__Data under study__.
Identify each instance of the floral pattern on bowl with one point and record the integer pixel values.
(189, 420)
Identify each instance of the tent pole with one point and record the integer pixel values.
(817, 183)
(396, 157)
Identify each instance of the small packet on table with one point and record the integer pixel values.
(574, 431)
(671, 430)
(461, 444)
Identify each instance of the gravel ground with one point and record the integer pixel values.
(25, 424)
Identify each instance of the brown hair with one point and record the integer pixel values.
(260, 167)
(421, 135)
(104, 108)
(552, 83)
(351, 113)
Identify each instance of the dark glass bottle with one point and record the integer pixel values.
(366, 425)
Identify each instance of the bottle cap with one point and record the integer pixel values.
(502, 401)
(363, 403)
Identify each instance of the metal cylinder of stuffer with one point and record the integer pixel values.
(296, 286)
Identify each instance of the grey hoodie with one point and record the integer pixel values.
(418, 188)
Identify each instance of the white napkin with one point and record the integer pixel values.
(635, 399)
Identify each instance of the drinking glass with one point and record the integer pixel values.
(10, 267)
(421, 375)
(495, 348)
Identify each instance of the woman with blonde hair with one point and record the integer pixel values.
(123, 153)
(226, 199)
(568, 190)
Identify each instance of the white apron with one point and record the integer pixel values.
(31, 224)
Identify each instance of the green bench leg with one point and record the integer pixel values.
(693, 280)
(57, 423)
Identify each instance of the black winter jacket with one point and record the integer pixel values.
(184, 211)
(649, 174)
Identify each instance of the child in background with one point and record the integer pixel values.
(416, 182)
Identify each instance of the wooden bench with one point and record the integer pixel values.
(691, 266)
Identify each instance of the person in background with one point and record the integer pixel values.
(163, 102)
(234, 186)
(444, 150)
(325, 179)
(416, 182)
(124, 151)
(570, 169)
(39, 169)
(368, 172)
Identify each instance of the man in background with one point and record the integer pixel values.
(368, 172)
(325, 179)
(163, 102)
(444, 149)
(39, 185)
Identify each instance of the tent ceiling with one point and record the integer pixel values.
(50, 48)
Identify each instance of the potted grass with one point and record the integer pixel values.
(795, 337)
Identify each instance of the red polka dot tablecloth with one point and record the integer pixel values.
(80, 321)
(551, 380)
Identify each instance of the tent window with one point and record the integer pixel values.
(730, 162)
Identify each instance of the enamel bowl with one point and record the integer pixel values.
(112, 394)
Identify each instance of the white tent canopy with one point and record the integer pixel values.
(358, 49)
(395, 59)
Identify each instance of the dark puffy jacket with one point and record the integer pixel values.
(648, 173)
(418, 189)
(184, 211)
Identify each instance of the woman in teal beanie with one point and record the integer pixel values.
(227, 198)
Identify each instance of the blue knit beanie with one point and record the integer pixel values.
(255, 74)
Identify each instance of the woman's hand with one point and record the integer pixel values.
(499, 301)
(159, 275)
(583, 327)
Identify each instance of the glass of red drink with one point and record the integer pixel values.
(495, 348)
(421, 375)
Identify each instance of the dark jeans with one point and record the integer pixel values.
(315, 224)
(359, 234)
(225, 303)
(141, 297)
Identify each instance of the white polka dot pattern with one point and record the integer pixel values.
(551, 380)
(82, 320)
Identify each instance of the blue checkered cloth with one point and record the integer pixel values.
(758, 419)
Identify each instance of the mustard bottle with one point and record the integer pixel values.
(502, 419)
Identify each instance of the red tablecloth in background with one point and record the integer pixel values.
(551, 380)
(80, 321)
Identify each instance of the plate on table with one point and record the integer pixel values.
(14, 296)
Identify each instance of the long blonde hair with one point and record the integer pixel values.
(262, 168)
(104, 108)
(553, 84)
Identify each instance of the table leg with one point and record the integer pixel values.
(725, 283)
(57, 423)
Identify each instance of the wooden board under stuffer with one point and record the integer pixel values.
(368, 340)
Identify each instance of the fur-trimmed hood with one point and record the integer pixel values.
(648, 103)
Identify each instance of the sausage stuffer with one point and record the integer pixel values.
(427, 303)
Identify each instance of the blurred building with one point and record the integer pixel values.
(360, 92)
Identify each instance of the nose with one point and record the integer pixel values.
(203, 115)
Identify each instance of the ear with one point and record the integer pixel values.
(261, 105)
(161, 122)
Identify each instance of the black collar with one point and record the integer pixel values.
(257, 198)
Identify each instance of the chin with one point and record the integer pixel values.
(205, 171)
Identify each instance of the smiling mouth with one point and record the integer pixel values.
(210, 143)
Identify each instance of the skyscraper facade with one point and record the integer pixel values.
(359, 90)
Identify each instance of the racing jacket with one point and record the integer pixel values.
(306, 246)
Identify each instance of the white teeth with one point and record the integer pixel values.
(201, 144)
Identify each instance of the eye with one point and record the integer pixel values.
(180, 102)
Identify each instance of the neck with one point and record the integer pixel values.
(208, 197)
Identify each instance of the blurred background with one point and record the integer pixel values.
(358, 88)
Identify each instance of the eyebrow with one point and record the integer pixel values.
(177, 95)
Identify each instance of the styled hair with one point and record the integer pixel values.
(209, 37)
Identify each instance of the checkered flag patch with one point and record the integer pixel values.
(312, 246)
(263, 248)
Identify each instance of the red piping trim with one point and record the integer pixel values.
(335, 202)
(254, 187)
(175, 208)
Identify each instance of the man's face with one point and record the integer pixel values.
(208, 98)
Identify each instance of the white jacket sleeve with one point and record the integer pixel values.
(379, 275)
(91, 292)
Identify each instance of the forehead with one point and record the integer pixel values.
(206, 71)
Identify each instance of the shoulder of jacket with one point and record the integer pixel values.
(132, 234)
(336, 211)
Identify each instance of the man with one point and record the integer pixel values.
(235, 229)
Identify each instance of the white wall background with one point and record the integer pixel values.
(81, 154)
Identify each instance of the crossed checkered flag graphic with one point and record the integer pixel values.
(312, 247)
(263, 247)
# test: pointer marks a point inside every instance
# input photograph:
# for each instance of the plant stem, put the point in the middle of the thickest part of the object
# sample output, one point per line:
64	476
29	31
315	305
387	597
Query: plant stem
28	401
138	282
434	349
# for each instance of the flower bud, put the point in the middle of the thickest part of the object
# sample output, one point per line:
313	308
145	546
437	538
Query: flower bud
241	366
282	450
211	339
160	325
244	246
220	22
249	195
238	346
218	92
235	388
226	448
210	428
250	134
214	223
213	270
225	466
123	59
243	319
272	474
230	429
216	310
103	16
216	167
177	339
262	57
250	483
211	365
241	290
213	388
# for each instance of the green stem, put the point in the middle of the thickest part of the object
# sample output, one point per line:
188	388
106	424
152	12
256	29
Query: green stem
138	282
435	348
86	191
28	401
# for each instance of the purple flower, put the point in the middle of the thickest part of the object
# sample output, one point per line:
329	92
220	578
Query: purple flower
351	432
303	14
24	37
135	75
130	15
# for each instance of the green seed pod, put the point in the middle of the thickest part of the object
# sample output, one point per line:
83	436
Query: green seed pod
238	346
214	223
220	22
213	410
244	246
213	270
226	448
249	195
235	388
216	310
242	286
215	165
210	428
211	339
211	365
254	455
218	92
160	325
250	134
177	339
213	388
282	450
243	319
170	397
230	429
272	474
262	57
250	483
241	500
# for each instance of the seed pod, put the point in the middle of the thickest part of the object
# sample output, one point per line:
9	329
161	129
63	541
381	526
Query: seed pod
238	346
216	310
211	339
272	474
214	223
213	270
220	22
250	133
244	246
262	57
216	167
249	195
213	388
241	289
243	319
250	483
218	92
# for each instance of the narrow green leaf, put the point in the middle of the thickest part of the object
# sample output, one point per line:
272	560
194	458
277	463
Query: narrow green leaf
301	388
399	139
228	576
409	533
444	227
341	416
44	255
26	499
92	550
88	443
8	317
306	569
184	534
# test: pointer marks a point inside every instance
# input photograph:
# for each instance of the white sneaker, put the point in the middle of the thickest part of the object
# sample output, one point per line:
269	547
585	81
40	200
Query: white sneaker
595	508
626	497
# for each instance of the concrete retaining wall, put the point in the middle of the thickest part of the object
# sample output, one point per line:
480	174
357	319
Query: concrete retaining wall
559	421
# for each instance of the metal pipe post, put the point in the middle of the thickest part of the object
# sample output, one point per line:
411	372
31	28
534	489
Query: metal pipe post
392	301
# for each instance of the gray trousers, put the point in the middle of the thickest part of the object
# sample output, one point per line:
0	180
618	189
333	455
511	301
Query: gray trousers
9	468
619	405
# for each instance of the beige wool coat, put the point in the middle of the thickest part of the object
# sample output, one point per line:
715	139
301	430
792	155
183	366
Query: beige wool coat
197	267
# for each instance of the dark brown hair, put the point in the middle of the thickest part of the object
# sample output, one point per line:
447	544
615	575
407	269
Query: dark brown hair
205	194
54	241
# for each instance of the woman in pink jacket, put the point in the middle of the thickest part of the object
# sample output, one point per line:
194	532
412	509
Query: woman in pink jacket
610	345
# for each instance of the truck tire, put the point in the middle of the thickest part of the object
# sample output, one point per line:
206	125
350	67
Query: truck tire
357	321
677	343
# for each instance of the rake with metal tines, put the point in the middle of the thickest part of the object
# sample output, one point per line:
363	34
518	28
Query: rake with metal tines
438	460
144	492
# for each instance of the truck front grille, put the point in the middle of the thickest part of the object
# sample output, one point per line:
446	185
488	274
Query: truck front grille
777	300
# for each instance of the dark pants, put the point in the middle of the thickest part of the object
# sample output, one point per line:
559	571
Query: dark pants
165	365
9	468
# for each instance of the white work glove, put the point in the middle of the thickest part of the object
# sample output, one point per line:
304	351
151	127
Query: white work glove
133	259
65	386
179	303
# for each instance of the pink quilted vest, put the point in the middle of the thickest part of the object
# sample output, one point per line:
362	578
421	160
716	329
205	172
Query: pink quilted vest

__Task item__.
From the records above, copy each line where the word "vest" can be found.

__Completed task__.
# for each instance of the pink quilted vest, put the point in the middle of the thickest part of the object
Query: pink quilted vest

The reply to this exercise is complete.